Written request - Beginning with the line containing "Can you find the lane" and ending with the last line, repeat the records exactly.

>>>>

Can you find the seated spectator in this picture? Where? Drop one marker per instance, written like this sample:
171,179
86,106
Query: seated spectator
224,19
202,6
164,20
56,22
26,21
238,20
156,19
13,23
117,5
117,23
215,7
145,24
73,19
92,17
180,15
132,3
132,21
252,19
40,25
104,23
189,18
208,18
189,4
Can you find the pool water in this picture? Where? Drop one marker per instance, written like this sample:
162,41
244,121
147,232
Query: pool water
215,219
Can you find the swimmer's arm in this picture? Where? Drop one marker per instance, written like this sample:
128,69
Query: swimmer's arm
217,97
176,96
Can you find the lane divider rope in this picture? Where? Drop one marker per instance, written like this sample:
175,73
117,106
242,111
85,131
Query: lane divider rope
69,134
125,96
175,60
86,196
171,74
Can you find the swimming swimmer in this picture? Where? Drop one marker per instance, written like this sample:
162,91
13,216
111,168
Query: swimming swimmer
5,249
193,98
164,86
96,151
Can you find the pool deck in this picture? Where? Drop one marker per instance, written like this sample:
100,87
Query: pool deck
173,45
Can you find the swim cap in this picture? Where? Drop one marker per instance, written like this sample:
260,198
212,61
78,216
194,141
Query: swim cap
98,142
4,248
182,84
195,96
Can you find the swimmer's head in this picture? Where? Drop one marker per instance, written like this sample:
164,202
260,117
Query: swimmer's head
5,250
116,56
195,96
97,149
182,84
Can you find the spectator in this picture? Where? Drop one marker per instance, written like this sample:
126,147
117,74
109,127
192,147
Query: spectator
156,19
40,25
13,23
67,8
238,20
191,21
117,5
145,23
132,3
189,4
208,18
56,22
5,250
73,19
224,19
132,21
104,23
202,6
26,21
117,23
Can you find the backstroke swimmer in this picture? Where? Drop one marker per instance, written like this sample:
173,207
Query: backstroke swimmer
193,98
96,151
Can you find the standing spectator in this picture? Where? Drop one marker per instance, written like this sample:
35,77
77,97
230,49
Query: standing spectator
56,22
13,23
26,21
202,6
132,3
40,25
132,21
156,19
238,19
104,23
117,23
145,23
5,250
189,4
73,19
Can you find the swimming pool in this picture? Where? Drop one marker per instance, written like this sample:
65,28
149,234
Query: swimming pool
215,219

<<<<

The output -
Can you find the lane divider rope in this picture? Where? Drop one marker per instance, written like this sample:
175,73
117,106
242,111
85,131
Query: lane divider rope
69,134
125,96
175,60
86,196
171,74
Can you find the swimming swimmer in this picture? Where? Drop one marker per instance, written like this sample:
162,91
13,216
111,168
Query: swimming swimmer
5,249
193,98
164,86
96,151
Can you find the pool deck in this picture? Where? Drop one marker per instance, written like this sample:
100,87
Query: pool deck
173,45
Can you find the swim cap in this picture? Where? Drop one marker per instance, written like this sample:
260,198
212,61
78,216
194,141
Query: swim cap
98,142
4,248
182,84
195,96
Can you find the swimmer's head in this picture? Where? Drop one marker per instance, written like this sample:
164,202
260,117
Query: swimmer's head
5,250
116,56
195,96
97,149
182,84
Can you find the spectator in this picture? Where? Drop one marker per instance, written like this sample:
126,147
117,74
109,127
192,147
Query: spectator
156,19
40,25
13,23
67,8
238,20
191,21
117,5
145,23
132,3
189,4
208,18
56,22
5,250
73,19
224,19
132,21
104,23
202,6
26,21
117,23
Can you find the backstroke swimmer in this picture? Where? Drop one marker per instance, written like this sample:
173,207
Query: backstroke swimmer
193,98
96,151
Can you find the standing spectator in this picture? Where? Drop one marker per instance, written like this sample:
35,77
77,97
230,49
Query: standing spectator
56,22
13,23
26,21
202,6
132,3
40,25
132,21
156,19
238,19
104,23
117,23
145,23
5,250
189,4
73,19
Can you find the swimming pool in this picture? Where? Drop one marker per instance, written like this sample:
65,28
149,234
Query: swimming pool
215,219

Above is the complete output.